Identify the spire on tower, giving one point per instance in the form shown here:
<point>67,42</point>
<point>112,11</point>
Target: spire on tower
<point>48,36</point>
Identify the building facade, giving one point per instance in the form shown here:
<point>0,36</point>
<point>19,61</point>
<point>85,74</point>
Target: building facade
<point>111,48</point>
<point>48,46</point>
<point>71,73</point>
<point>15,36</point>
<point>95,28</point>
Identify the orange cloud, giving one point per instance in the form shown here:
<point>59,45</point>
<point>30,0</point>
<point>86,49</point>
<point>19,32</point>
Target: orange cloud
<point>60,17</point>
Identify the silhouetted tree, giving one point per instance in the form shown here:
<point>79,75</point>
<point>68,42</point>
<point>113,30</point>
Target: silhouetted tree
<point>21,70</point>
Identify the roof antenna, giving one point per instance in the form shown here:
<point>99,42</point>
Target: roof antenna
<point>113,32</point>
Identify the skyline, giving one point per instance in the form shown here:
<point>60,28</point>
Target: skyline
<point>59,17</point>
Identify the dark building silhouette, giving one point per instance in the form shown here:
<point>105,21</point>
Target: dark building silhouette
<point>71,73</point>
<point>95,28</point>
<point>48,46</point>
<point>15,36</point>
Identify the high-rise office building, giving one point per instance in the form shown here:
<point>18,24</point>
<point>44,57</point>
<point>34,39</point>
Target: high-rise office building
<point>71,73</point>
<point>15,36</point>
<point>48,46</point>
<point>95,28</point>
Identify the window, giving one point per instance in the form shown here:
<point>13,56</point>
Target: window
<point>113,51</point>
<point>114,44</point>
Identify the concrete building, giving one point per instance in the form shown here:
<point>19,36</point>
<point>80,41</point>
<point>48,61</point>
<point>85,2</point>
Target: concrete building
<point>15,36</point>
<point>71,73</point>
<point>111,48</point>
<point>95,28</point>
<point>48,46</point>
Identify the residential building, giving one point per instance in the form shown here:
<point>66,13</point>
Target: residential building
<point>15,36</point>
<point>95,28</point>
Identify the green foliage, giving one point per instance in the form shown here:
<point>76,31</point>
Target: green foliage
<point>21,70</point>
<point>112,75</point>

────────

Given task: Copy all of the records above word for word, line by line.

Finished exercise:
Identify the spire on tower, giving one point per instance in the form shown here:
<point>67,42</point>
<point>112,11</point>
Target: spire on tower
<point>48,36</point>
Identify the building facade, giving one point per instance in the form shown here:
<point>0,36</point>
<point>19,61</point>
<point>85,74</point>
Target: building facade
<point>111,48</point>
<point>48,46</point>
<point>71,73</point>
<point>15,36</point>
<point>95,28</point>
Identify the orange cloud, giving one point per instance in the form shown here:
<point>59,45</point>
<point>30,0</point>
<point>86,49</point>
<point>19,32</point>
Target: orange cloud
<point>60,17</point>
Identify the silhouetted tree, giving one point per instance in the form shown here:
<point>79,75</point>
<point>68,42</point>
<point>113,30</point>
Target: silhouetted tree
<point>21,70</point>
Identify the roof antenna, giving one point per instance in the form shown here:
<point>99,42</point>
Target: roof antenna
<point>113,32</point>
Identify the skyline, giving one point per instance in the form shown here:
<point>60,28</point>
Target: skyline
<point>59,17</point>
Identify the dark building silhouette, giving one point per instance in the form shown here:
<point>105,21</point>
Target: dark building silhouette
<point>71,73</point>
<point>95,28</point>
<point>48,46</point>
<point>15,36</point>
Identify the high-rise office building, giving one point per instance in the form shown here:
<point>18,24</point>
<point>44,57</point>
<point>34,39</point>
Target: high-rise office building
<point>71,73</point>
<point>15,36</point>
<point>48,46</point>
<point>95,28</point>
Identify the window, giving one point per instance in the form shown here:
<point>13,56</point>
Target: window
<point>113,51</point>
<point>114,44</point>
Identify the concrete building, giving one point per instance in the form shown here:
<point>19,36</point>
<point>80,41</point>
<point>48,61</point>
<point>85,2</point>
Target: concrete building
<point>15,36</point>
<point>71,73</point>
<point>111,48</point>
<point>95,28</point>
<point>48,46</point>
Identify the residential building, giving one point per instance in the form shown here:
<point>66,13</point>
Target: residential building
<point>15,36</point>
<point>95,28</point>
Identify the green foliage, giving one point per instance in the form shown here:
<point>76,31</point>
Target: green foliage
<point>21,70</point>
<point>112,75</point>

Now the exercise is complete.